EXERCISE REQUIREMENTS:
Of the entries below, copy only those lines that contain the word "metal".

(Stored items from a collection)
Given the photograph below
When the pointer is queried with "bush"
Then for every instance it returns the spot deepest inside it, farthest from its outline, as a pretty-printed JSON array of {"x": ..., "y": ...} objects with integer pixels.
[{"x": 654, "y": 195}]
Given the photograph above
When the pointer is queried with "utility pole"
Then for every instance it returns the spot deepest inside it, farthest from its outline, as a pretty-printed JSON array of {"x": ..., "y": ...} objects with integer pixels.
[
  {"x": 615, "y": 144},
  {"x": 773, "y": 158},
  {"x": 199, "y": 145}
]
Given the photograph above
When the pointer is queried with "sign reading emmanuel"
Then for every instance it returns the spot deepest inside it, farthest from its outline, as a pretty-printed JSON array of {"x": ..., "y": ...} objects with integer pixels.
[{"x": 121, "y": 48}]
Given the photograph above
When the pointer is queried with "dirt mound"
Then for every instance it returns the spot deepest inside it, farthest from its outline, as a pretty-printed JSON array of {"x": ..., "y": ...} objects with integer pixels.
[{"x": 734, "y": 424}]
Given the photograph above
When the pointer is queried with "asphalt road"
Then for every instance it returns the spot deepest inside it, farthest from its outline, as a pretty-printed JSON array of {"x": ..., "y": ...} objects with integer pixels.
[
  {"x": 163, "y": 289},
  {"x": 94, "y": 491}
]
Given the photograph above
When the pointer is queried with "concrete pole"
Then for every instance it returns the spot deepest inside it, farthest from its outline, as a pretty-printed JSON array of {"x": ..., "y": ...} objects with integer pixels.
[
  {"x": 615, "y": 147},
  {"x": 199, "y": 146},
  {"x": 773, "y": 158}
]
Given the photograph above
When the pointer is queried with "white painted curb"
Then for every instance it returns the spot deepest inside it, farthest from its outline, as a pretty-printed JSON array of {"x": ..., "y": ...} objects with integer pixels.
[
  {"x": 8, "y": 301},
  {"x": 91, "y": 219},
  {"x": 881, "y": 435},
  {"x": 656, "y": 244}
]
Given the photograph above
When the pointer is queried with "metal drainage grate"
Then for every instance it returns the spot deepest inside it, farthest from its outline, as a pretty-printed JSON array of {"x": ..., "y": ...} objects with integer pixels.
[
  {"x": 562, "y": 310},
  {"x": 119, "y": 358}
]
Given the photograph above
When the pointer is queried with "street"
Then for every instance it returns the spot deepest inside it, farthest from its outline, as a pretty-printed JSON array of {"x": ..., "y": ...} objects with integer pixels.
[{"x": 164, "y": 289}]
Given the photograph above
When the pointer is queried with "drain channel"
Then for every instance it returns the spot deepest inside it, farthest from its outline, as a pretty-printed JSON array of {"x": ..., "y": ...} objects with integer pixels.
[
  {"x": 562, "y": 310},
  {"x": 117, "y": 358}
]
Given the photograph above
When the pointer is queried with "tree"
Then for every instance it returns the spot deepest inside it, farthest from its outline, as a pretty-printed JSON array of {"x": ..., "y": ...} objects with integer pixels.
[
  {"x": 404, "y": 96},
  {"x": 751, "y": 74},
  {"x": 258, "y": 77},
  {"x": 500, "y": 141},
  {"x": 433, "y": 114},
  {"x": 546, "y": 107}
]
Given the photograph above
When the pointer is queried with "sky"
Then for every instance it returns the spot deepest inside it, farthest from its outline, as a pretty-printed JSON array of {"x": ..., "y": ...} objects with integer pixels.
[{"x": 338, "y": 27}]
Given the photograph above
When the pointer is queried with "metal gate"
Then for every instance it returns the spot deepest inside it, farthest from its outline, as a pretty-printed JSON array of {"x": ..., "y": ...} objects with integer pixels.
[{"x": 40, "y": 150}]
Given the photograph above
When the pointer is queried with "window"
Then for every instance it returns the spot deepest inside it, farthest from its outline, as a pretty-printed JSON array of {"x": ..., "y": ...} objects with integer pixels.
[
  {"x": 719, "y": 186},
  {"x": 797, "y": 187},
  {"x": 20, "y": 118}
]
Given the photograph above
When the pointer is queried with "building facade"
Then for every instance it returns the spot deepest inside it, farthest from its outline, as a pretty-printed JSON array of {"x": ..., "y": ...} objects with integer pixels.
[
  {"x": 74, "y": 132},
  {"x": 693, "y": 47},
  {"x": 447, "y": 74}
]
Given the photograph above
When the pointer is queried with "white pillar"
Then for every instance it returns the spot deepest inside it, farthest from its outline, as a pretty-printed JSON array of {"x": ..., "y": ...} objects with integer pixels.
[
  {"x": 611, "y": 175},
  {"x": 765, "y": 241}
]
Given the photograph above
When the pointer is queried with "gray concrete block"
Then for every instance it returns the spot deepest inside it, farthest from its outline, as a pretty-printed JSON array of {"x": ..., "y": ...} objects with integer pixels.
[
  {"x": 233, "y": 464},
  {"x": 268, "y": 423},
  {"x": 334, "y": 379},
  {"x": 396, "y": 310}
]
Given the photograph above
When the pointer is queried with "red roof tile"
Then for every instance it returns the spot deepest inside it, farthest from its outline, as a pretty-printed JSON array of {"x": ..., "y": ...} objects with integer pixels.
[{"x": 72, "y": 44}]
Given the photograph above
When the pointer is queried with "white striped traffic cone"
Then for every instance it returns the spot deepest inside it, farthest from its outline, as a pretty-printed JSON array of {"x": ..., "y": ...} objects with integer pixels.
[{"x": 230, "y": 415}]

THE ANSWER:
When the pointer is queried with "metal drainage grate"
When the pointer is queried with "metal gate"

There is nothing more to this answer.